> **REQUIRED WORK**:
[a] Please answer these questions from the article on exercise and the brain:
(i) How many students took part in the study by the Journal Of Exercise Physiology?
(ii) What improvement in performance did aerobics yield, according to Arthur Kramer?
(iii) At which university is Jennifer Etnier a professor?
[b] List every publication named in the article on exercise and the brain.
[c] Copy out the part of the article on exercise and the brain that opens with the words containing "A study conducted" and closes with "benefits of exercise.", swapping "cognition" for "thinking".

> **GIVEN PASSAGE**:
Want to develop your brain power? Exercise -- bicycling, walking or aerobics -- will boost your cognitive functions, say a flurry of recent studies.
'The science behind exercise increasingly shows that it provides a short-term boost to the ability to process data... Acute bouts of exercise have also been found to reduce depression, anxiety and illness,' says a report in The Wall Street Journal.
Quoting a flurry of studies in this regard, the report also said that exercise had helped ward off the mental effects of ageing, perhaps even Alzheimer's.
A study conducted with 884,715 students this year by the Journal Of Exercise Physiology revealed that the 'fittest students' scored more marks than those who were not as fit, the paper said. 'Results indicate a consistent positive relationship between overall fitness and academic achievement.'
Arthur Kramer, who is the director of the Biomedical Imaging Centre, said aerobics yielded a 20 percent improvement in performance. 'There were substantial effects of exercise on cognition (the mental process of knowing, including aspects such as awareness, perception, reasoning and judgment),' he said in his study published in 2003.
The evidence, the report said quoting Journal Of American Medical Association, was even stronger for long term benefits of exercise.
Now researchers are trying to determine just how much and what type of exercise produces the greatest cognitive benefits.
"How long do you need to exercise? At what intensity? And how long-lasting are the effects?" asks Jennifer Etnier, a University of North Carolina professor who is researching these questions.

> **DATA UNDER STUDY**:

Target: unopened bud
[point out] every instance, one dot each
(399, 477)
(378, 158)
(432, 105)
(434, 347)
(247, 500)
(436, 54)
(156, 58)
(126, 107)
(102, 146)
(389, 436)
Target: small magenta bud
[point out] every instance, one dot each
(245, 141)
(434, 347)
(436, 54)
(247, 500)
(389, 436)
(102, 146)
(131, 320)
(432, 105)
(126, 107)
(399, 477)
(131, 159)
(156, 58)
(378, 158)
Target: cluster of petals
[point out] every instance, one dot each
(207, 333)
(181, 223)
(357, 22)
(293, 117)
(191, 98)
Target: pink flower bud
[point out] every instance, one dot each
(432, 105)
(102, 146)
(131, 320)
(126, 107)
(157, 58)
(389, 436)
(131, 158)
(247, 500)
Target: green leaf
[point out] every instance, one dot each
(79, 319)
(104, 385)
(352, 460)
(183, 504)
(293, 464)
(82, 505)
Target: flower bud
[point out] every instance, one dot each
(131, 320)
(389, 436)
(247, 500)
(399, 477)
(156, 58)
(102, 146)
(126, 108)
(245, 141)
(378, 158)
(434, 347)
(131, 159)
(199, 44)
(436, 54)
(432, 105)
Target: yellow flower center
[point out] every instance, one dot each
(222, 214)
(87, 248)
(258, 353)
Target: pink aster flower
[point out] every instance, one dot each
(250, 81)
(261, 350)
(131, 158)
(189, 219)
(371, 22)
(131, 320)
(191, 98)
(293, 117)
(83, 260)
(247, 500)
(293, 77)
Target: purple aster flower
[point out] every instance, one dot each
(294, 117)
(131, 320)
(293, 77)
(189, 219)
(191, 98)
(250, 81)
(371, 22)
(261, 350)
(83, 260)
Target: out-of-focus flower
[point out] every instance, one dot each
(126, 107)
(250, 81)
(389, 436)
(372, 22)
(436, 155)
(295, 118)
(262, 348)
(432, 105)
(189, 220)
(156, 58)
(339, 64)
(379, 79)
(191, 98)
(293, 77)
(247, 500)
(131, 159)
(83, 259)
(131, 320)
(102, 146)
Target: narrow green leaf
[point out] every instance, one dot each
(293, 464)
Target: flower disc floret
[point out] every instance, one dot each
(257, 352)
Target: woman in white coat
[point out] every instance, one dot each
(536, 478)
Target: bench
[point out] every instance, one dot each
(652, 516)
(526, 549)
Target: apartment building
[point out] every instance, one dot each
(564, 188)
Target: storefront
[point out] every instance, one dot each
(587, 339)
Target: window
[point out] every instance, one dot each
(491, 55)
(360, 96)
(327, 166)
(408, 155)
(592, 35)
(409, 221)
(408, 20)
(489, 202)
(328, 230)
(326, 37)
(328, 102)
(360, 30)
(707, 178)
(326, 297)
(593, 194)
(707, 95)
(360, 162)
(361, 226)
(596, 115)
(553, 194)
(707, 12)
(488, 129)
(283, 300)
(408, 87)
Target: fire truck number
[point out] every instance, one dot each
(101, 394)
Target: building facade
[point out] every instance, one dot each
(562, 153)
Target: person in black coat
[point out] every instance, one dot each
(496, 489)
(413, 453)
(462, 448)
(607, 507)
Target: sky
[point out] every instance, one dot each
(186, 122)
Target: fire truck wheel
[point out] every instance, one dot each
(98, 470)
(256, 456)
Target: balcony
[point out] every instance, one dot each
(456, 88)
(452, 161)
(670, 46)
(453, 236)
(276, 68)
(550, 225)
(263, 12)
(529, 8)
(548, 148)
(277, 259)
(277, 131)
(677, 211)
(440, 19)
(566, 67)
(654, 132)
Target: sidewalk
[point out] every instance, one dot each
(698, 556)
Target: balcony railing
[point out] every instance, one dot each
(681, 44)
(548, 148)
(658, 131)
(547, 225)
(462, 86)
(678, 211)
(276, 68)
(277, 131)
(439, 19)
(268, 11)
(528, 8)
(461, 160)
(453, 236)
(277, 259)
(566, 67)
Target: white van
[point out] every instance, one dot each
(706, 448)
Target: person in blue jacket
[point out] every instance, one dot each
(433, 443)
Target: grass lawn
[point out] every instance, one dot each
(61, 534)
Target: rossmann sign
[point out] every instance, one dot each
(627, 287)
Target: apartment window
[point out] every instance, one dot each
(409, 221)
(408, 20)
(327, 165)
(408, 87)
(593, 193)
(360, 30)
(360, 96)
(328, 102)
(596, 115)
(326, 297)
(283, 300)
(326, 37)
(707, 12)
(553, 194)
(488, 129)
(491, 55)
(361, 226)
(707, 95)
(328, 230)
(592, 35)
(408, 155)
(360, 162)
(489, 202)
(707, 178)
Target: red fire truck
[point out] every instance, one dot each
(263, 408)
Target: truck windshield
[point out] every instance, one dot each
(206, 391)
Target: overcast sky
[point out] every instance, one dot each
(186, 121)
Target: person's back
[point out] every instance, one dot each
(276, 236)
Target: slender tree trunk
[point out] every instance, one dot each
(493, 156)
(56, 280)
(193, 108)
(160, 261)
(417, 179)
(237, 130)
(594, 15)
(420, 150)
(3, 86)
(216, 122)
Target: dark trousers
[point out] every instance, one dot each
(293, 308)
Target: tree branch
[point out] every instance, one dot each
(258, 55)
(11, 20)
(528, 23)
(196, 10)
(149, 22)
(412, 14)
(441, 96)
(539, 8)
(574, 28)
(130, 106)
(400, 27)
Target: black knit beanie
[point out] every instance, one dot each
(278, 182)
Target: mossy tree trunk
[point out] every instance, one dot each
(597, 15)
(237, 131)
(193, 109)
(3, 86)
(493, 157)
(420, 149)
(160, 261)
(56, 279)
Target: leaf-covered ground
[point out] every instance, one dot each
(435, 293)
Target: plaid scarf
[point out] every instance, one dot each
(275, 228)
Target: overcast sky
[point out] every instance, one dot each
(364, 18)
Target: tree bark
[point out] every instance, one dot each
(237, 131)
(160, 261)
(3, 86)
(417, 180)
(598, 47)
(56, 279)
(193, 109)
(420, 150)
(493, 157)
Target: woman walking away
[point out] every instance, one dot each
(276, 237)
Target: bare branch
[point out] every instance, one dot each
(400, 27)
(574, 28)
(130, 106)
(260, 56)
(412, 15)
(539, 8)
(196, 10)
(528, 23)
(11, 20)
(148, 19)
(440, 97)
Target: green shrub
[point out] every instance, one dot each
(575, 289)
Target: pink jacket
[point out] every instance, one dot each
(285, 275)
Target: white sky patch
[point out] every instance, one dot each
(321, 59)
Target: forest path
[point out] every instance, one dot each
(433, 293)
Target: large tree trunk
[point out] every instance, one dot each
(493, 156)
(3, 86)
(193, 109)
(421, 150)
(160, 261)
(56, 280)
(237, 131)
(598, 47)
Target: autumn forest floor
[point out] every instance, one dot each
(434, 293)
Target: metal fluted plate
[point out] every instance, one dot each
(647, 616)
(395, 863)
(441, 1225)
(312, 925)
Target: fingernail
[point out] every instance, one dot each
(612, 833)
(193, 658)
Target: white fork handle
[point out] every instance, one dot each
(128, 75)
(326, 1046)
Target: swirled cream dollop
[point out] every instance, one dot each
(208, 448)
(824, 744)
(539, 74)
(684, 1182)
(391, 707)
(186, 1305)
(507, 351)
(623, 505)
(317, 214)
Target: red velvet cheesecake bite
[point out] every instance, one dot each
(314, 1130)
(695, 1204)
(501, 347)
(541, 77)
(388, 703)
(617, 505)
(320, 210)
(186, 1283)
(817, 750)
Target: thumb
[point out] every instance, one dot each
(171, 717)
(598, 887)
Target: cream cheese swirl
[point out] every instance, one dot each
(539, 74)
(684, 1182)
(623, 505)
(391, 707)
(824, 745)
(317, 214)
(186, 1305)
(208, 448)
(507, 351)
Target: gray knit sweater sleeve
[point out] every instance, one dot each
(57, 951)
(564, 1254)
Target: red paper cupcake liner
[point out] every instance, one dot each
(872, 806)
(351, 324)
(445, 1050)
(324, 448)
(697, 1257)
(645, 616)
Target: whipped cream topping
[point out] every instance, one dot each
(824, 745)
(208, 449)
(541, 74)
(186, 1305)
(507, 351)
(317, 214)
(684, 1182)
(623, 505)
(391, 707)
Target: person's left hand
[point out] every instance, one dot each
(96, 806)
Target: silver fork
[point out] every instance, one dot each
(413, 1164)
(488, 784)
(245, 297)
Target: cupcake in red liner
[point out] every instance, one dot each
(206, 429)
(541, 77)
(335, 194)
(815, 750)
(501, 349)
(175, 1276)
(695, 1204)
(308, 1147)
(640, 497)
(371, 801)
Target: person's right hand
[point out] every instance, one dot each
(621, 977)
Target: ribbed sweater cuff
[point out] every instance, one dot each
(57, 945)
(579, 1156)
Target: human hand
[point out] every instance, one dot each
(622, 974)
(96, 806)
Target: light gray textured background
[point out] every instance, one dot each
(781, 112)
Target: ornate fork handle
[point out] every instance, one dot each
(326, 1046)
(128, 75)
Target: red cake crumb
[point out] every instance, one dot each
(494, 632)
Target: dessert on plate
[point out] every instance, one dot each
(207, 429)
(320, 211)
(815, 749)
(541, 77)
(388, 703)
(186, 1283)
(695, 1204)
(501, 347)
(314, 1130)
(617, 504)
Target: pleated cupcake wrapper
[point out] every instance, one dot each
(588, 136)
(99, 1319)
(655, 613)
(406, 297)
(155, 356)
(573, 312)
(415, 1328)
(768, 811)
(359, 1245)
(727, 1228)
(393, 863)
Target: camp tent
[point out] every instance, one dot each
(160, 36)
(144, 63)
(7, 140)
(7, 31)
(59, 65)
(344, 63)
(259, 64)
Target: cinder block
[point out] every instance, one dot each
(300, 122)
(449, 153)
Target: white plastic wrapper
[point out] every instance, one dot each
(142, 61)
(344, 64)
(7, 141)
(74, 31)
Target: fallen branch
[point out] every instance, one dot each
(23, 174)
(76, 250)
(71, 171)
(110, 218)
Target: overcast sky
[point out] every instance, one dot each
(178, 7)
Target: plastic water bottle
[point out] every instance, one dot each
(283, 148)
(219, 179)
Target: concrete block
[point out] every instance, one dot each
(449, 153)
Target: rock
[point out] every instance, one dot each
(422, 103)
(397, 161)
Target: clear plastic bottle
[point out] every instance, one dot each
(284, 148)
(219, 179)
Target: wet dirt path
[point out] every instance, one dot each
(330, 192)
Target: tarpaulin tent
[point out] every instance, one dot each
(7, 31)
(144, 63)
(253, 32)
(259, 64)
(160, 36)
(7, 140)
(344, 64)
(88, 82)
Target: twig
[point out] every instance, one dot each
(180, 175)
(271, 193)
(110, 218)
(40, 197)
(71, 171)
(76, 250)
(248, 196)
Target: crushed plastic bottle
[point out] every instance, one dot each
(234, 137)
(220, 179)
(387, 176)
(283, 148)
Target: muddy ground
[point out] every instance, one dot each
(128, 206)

> **SOLUTIONS TO THE TASKS**:
[a]
(i) 884,715 students
(ii) A 20 percent improvement
(iii) The University of North Carolina

[b]
The Wall Street Journal
Journal Of Exercise Physiology
Journal Of American Medical Association

[c]
A study conducted with 884,715 students this year by the Journal Of Exercise Physiology revealed that the 'fittest students' scored more marks than those who were not as fit, the paper said. 'Results indicate a consistent positive relationship between overall fitness and academic achievement.'
Arthur Kramer, who is the director of the Biomedical Imaging Centre, said aerobics yielded a 20 percent improvement in performance. 'There were substantial effects of exercise on thinking (the mental process of knowing, including aspects such as awareness, perception, reasoning and judgment),' he said in his study published in 2003.
The evidence, the report said quoting Journal Of American Medical Association, was even stronger for long term benefits of exercise.